• [Soal untuk Dikerjakan]:
[A] Tuliskan ulang paragraf sumber di bawah yang diawali "Judul di atas terkait" dalam bentuk daftar singkat, tanpa menghilangkan angka-angka utamanya.
[B] Bagaimana lanjutan teks tentang pengangguran lulusan SMK di bawah ini setelah kalimat terakhirnya?

• [Sumber]:
########
Judul
di atas terkait dengan tulisan di Republika
tanggal 7 Nopember 2013. Tulisan itu menguraikan
tingkat pengangguran yang terjadi pada bulan Agustus 2013. Tingkat pengangguran terbuka (TPT) sebesar
6,25%. Jika dirinci menurut tingkat
pendidikan, TPT untuk lulusan SMK sebesar 11,19%, lulusan SMA sebesar 9,74%,
lulusan Diploma I/II/III sebesar 6,01% dan lulusan S1 sebesar 5,50%.
Pertanyaannya
mengapa TPT lulusan SMK lebih besar dibanding lulusan SMA? Bukankah pemerintah sedang memperbanyak SMK
dengan harapan dapat menghasilkan lulusan yang segera berkerja? Jika faktanya TPT lulusan SMK justru lebih
banyak yang menganggur dibanding lulusan SMA, kebijakan tersebut perlu dilihat
kembali?
########
• [Bahan yang Disediakan]:
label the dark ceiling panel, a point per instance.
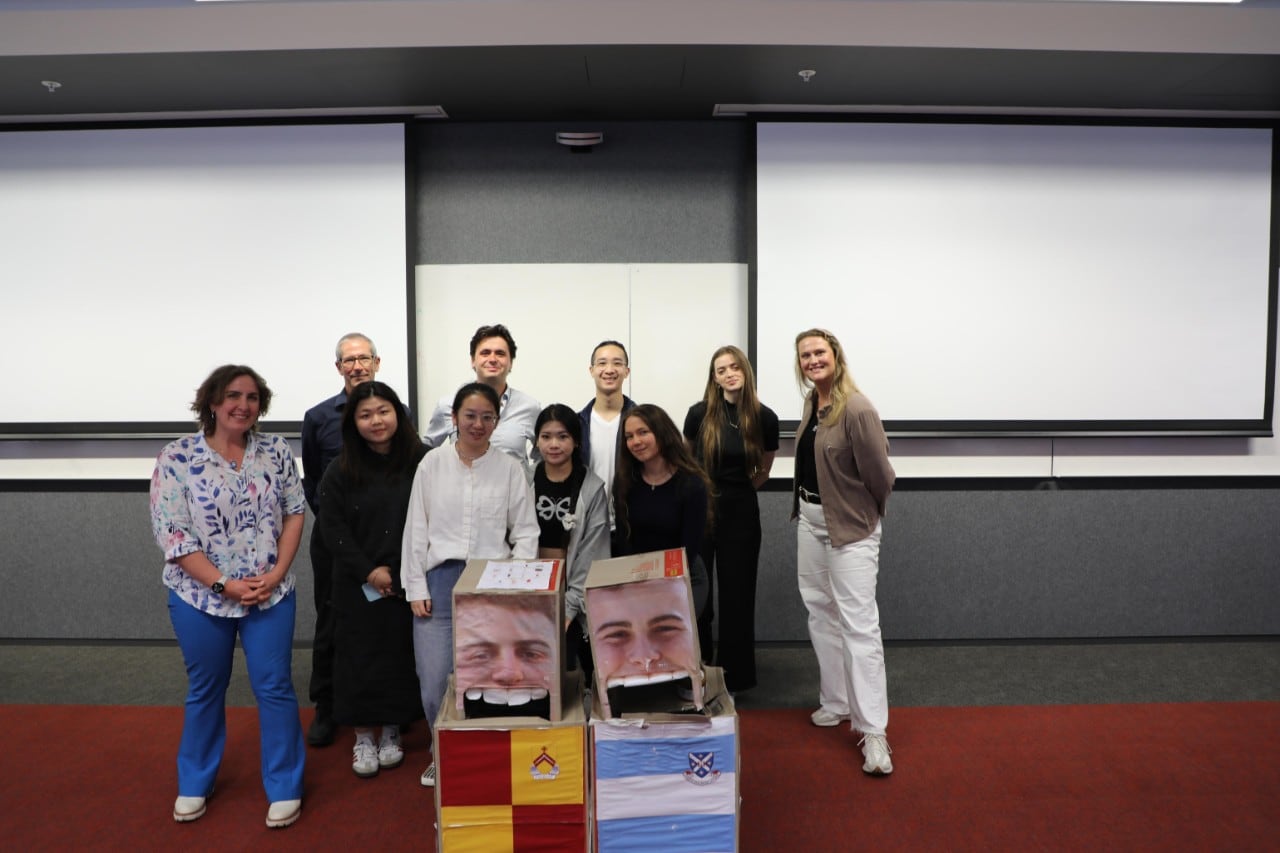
(635, 82)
########
• [Jawaban per Soal]:
[A]
- Rujukan: tulisan di Republika tanggal 7 Nopember 2013 tentang tingkat pengangguran Agustus 2013
- Tingkat pengangguran terbuka (TPT) keseluruhan: 6,25%
- TPT menurut tingkat pendidikan:
  - lulusan SMK: 11,19%
  - lulusan SMA: 9,74%
  - lulusan Diploma I/II/III: 6,01%
  - lulusan S1: 5,50%

[B]
Data
tersebut di atas tidak dapat serta merta diartikan bahwa lulusan SMK kalah
bersaing dengan lulusan SMA dalam mencari pekerjaan. Masih diperlukan penelusuran lebih lanjut
untuk sampai kepada simpulan yang valid. Namun tetap merupakan sinyal untuk melihat
kembali apakah kebijakan memperbanyak SMK memang relevan.
Sebenarnya
data tersebut mirip dengan hasil penelitian David Clark (1983) yang menyimpulkan bahwa tidak ada
perbedaan signifikan keterserapan lulusan SMA dan SMK di lapangan kerja. Gaji yang diterima juga tidak berbeda secara
signifikan. Oleh karena itu Clark
menyimpulkan investasi di SMA lebih baik dibanding SMK, karena biayanya lebih
murah namun hasilnya sama.
Hasil
penelitian Clark sempat merisaukan Depdikbud saat itu. Kerisauan bertambah kuat, ketika penelitian
Muljani Nurhadi (1988) untuk disertasi di State University of New York at
Albany juga menyimpulkan penghasilan
karyawan lulusan SMK lebih kecil dibanding kawannya yang lulusan SMA.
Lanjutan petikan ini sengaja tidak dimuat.